• TO DO
Your response should be an exact transcription of the data, images excluded.

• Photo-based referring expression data
++++++++++

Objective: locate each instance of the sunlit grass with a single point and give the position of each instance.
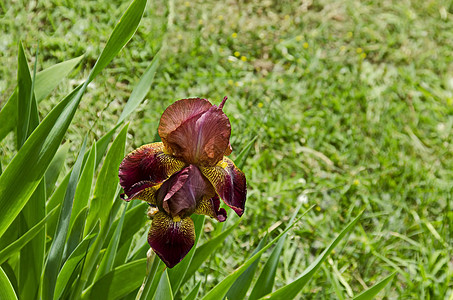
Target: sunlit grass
(351, 102)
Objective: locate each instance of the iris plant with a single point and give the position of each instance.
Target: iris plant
(184, 174)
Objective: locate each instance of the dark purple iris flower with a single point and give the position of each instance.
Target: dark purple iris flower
(187, 173)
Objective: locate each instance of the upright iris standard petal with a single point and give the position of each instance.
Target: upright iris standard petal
(201, 137)
(147, 166)
(187, 173)
(229, 183)
(170, 239)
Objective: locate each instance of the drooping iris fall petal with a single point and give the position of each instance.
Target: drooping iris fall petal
(229, 183)
(146, 166)
(196, 131)
(179, 195)
(187, 173)
(171, 240)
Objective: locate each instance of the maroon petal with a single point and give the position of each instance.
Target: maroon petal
(171, 238)
(211, 207)
(229, 183)
(180, 194)
(196, 131)
(146, 166)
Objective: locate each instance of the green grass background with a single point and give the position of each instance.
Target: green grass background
(351, 103)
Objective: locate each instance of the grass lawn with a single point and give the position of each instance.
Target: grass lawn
(350, 102)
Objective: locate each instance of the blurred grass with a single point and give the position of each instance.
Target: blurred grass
(352, 103)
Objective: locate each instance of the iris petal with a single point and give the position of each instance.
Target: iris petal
(196, 131)
(229, 183)
(171, 239)
(211, 207)
(180, 194)
(147, 166)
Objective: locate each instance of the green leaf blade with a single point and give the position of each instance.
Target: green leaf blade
(291, 290)
(6, 288)
(371, 293)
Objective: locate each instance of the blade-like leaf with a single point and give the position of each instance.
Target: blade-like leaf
(176, 275)
(370, 293)
(220, 290)
(24, 239)
(155, 267)
(107, 182)
(83, 190)
(119, 282)
(8, 115)
(291, 290)
(6, 288)
(32, 255)
(204, 251)
(265, 282)
(105, 193)
(164, 288)
(240, 287)
(194, 292)
(56, 250)
(73, 261)
(55, 168)
(140, 90)
(41, 146)
(76, 233)
(134, 220)
(109, 255)
(24, 97)
(48, 79)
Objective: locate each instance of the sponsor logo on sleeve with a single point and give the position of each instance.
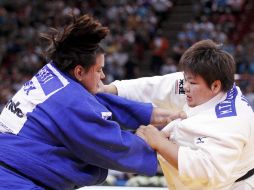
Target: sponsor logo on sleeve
(28, 86)
(227, 108)
(48, 81)
(179, 86)
(200, 140)
(106, 115)
(14, 108)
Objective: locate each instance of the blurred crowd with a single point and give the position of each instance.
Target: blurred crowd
(137, 45)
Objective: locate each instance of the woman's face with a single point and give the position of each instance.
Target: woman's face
(196, 89)
(91, 79)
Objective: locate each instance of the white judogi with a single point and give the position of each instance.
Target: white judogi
(216, 140)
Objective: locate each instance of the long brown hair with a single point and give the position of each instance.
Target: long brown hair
(76, 44)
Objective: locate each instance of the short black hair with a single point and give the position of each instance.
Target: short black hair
(207, 59)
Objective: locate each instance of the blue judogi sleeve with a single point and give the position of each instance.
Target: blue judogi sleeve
(98, 140)
(130, 114)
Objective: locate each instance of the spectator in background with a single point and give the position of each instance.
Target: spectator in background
(56, 134)
(212, 148)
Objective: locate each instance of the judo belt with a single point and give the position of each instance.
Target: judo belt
(247, 175)
(19, 173)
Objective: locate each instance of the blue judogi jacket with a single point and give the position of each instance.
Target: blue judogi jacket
(55, 133)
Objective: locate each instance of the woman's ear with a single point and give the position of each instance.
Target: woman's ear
(216, 86)
(78, 72)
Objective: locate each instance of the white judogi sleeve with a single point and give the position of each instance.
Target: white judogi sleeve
(163, 91)
(216, 144)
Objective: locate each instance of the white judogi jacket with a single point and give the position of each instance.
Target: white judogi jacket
(216, 141)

++++++++++

• RESPONSE TO THE TASK
Objective: locate each instance of the sunlit grass with a single point and give the position of each instance.
Target: sunlit grass
(351, 102)
Objective: locate each instance of the iris plant with a single point and give the position of each instance.
Target: iris plant
(184, 174)
Objective: locate each instance of the dark purple iris flower with a single point and give the position of each instance.
Target: dark purple iris flower
(187, 173)
Objective: locate each instance of the upright iris standard petal with a single point and give the position of each instance.
Target: upright iris standard petal
(201, 137)
(147, 166)
(187, 173)
(229, 183)
(170, 239)
Objective: locate each instance of the drooping iris fall petal with a single point and give the position of each instance.
Target: drooping iris fall petal
(229, 183)
(146, 166)
(196, 131)
(179, 195)
(187, 173)
(171, 240)
Objective: locate each instance of the maroon petal with a single point and give the position of each instance.
Target: maroon petal
(171, 238)
(211, 207)
(229, 183)
(180, 194)
(196, 131)
(146, 166)
Objective: locate each instance of the green grass background with a single point and give the position of each instance.
Target: green grass background
(351, 103)
Objective: locate each instance of the grass lawn with a single point and give the position of each instance.
Target: grass lawn
(350, 102)
Objective: locate each instance of the blurred grass with a single point and give the position of each instance.
Target: blurred grass
(352, 103)
Objective: locate each instance of the iris petal with a single point and give the position of each instance.
Target: iris petal
(196, 131)
(229, 183)
(171, 239)
(211, 207)
(180, 194)
(147, 166)
Objective: locate each instance of the green leaf blade with a single point and give the position of each instance.
Target: green leaf blade
(291, 290)
(6, 288)
(371, 293)
Objective: locate each instance of the blade-like leaf with a single point and give the position of each instance.
Target: blade-like leaf
(176, 275)
(370, 293)
(220, 290)
(24, 239)
(155, 267)
(107, 182)
(83, 190)
(119, 282)
(8, 115)
(291, 290)
(6, 288)
(32, 255)
(204, 251)
(265, 282)
(105, 193)
(164, 288)
(240, 287)
(194, 292)
(56, 250)
(73, 261)
(55, 168)
(140, 90)
(41, 146)
(76, 233)
(134, 220)
(109, 255)
(24, 97)
(48, 79)
Objective: locate each instance of the sponsor logo on sleeve with a single point and give the position of each instance.
Target: sponsor logo on sleeve
(28, 86)
(227, 108)
(48, 81)
(179, 86)
(200, 140)
(106, 115)
(14, 108)
Objective: locate each instance of the blurred crowd with a single point and give the position of each instance.
Target: blurred crowd
(137, 45)
Objective: locate each instance of the woman's face with a single point and give the position of each instance.
Target: woman's face
(196, 89)
(91, 79)
Objective: locate each instance of the white judogi with a single point and give the position of each instance.
Target: white judogi
(216, 140)
Objective: locate each instance of the long brown hair with a single point and give the position of each instance.
Target: long brown hair
(76, 44)
Objective: locate each instance of the short black hair with a single point and give the position of each instance.
Target: short black hair
(207, 59)
Objective: locate each instance of the blue judogi sleeve with a single point and give the position of each instance.
Target: blue judogi sleeve
(98, 140)
(130, 114)
Objective: locate each instance of the spectator in background with a single point and give the position of each instance.
Target: spectator in background
(56, 134)
(212, 148)
Objective: locate each instance of the judo belt with a single point and give the position of each instance.
Target: judo belt
(247, 175)
(19, 173)
Objective: locate each instance of the blue judogi jacket with a single point and give the position of each instance.
Target: blue judogi jacket
(55, 133)
Objective: locate each instance of the woman's ear with a single point and give the position of each instance.
Target: woman's ear
(216, 86)
(78, 72)
Objective: locate each instance of the white judogi sleeve with a single point and give the position of each instance.
Target: white judogi sleeve
(163, 91)
(216, 144)
Objective: locate each instance of the white judogi jacket with a single point and give the position of each instance.
Target: white judogi jacket
(216, 141)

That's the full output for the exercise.